(Task to complete)
Return the listing below word for word.

(Task material)
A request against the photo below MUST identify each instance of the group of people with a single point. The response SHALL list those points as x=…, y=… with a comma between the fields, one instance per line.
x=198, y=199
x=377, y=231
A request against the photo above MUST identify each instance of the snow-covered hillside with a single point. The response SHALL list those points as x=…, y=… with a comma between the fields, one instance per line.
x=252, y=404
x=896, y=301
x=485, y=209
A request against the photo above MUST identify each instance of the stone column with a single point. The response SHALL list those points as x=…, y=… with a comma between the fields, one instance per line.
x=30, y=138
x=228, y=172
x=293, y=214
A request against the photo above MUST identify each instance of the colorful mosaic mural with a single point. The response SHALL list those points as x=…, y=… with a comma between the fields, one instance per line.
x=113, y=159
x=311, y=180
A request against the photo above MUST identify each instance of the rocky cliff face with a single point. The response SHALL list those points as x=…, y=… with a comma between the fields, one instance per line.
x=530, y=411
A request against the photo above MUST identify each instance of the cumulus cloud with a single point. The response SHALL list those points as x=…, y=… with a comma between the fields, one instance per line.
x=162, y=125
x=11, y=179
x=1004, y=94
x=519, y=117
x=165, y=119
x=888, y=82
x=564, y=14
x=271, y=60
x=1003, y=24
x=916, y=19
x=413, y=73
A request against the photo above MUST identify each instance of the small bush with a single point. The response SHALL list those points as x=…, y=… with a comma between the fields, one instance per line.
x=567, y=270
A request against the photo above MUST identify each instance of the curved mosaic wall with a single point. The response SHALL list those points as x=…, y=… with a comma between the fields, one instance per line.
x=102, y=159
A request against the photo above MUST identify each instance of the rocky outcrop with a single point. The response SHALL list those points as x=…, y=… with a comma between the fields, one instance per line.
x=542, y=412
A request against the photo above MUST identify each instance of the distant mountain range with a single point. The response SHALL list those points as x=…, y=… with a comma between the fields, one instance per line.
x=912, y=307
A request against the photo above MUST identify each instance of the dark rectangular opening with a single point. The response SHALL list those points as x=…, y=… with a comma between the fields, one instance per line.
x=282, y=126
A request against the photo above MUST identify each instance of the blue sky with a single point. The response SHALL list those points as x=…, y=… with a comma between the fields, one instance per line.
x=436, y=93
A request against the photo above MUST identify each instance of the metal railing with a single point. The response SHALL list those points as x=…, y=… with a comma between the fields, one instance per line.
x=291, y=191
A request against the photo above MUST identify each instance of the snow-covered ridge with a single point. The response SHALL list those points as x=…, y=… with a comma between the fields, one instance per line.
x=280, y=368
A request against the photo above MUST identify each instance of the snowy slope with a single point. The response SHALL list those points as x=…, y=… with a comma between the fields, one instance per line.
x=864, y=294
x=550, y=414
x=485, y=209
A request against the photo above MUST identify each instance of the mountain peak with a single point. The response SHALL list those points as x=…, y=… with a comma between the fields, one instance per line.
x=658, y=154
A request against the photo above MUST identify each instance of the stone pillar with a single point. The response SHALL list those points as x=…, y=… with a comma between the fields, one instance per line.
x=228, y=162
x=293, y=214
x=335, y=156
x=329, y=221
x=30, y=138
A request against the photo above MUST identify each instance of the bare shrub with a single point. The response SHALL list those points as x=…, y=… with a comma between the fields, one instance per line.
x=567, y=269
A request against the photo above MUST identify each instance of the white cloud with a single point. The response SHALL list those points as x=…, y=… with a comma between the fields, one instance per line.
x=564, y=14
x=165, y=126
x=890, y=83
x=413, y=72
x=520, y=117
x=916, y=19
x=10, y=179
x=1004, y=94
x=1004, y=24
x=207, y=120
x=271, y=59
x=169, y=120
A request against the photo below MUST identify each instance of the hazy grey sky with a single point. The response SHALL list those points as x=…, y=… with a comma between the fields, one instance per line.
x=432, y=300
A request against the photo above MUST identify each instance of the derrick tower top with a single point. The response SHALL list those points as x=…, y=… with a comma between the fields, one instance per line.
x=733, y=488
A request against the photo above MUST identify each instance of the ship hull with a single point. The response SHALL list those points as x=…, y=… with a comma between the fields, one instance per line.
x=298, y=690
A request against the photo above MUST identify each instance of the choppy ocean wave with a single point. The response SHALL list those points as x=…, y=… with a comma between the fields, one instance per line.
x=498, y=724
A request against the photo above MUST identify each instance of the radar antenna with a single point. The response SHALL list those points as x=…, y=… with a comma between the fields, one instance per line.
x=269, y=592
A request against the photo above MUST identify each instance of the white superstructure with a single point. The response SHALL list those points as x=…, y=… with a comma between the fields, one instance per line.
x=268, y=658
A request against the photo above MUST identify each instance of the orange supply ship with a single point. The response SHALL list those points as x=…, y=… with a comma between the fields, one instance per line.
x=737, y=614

(Answer to this problem)
A request against the photo below MUST identify each instance of the group of people with a single point. The response SHALL list those points as x=…, y=… with a comma between the fields, one instance per line.
x=198, y=199
x=377, y=231
A request against the photo above MUST identify each instance of the snow-covered hillside with a single point. The response SHALL list those points as x=…, y=… with a comma between the fields, one instance per line.
x=252, y=404
x=896, y=301
x=485, y=209
A request against the photo above MUST identify each instance of the stone column with a single point. The response SHALL list those points as x=…, y=… with a comma between the fields, one instance per line.
x=30, y=138
x=228, y=172
x=293, y=214
A request against the photo above MUST identify each instance of the colorful mosaic mural with a single point. The response SHALL list those points as x=…, y=… with a comma between the fields, one instance per line.
x=113, y=159
x=311, y=180
A request against the photo above MUST identify each instance of the rocky cliff face with a single point. The response SHALL list those points as x=…, y=… with a comma between the fields, one instance per line.
x=530, y=411
A request against the photo above MUST identify each instance of the cumulus cloud with a single point. The response SHALL list those points as x=…, y=… with a comma between the fields, one instance per line.
x=162, y=125
x=11, y=179
x=1004, y=94
x=519, y=117
x=165, y=119
x=888, y=82
x=564, y=14
x=271, y=60
x=1003, y=24
x=916, y=19
x=413, y=73
A request against the photo above MUST identify each instance of the small bush with a single point. The response SHALL list those points as x=…, y=… with a comma between the fields, one instance per line.
x=567, y=270
A request against the photo above MUST identify each instance of the curved mosaic wall with a single point. The response SHALL list those points as x=…, y=… with a comma between the fields, one instance per line.
x=102, y=159
A request against the photo above MUST identify each instance of the rocky outcrop with a single point. The response SHALL list those points as x=…, y=… with a comma between the fields, one instance per line.
x=542, y=412
A request against the photo above MUST identify each instance of the distant mountain range with a single point. The response SHALL list those points as x=…, y=… with a comma between the fields, one instance per line.
x=912, y=307
A request against the photo above MUST identify each instance of the dark rectangular opening with a single point. The response SHALL list those points as x=…, y=… with a comma between the fields, one instance per line.
x=282, y=126
A request against the photo above MUST identify each instance of the blue sky with a single point. The response SHALL list those points as x=…, y=… with a comma between the fields, one instance per line.
x=436, y=93
A request against the photo above MUST identify each instance of the metal railing with a single point. The response SHALL list those points as x=…, y=… with a comma between the fields, one instance per line.
x=291, y=191
A request against the photo above MUST identify each instance of the snow-covered ridge with a single point. The response SHALL list those points as x=…, y=… with a comma between the fields, one instance per line.
x=280, y=368
A request against the photo above MUST identify each instance of the snowy slope with a single point. The response SHALL list those points as x=…, y=… with a comma between the fields, one instance per line.
x=864, y=294
x=550, y=414
x=485, y=209
A request against the photo above MUST identify each instance of the mountain peak with a single point. The response SHALL list those points as x=…, y=… with a comma between the fields, one instance per line.
x=658, y=154
A request against the photo above MUST identify each instance of the stone pillar with a single point. The response SHALL list those points as x=…, y=… with a comma between the fields, one instance per line.
x=228, y=162
x=293, y=214
x=335, y=156
x=329, y=221
x=30, y=138
A request against the photo above MUST identify each instance of the bare shrub with a single point. The response SHALL list those points as x=…, y=… with a comma between the fields, one instance per line.
x=567, y=269
A request against the photo above MUST identify each instance of the white cloud with a single point. The response SHALL list those points as x=…, y=… with a comma between the fields, one instance per line.
x=564, y=14
x=165, y=126
x=890, y=83
x=413, y=72
x=520, y=117
x=916, y=19
x=10, y=179
x=1004, y=94
x=1004, y=24
x=207, y=120
x=271, y=59
x=169, y=120
A request against the photo below MUST identify each instance of the hazy grey sky with a single point. The response SHALL list those points as x=…, y=… with a comma between the fields, one instance per line.
x=432, y=300
A request against the photo above MUST identify each instance of the derrick tower top with a single point. The response SHALL list those points as x=…, y=… with a comma between the fields, one instance per line.
x=733, y=488
A request against the photo above MUST identify each instance of the ship hull with a single point. The response SHALL list those points as x=…, y=… with a comma between the fields, one instance per line.
x=298, y=690
A request against the photo above MUST identify each instance of the choppy ocean wave with a single point. The response SHALL list those points as x=…, y=… with a comma between the fields, one instance per line.
x=498, y=724
A request against the photo above MUST identify each instance of the radar antenna with a single point. The response SHALL list those points as x=…, y=… with a comma between the fields, one instance per line.
x=269, y=592
A request against the photo above MUST identify each instance of the white superstructure with a single point. The response SHALL list those points as x=…, y=… with a comma between the fields, one instance per line.
x=268, y=658
A request against the photo above MUST identify each instance of the orange supply ship with a single point. The response SHALL list those points as x=…, y=… with a comma between the fields, one instance per line.
x=737, y=614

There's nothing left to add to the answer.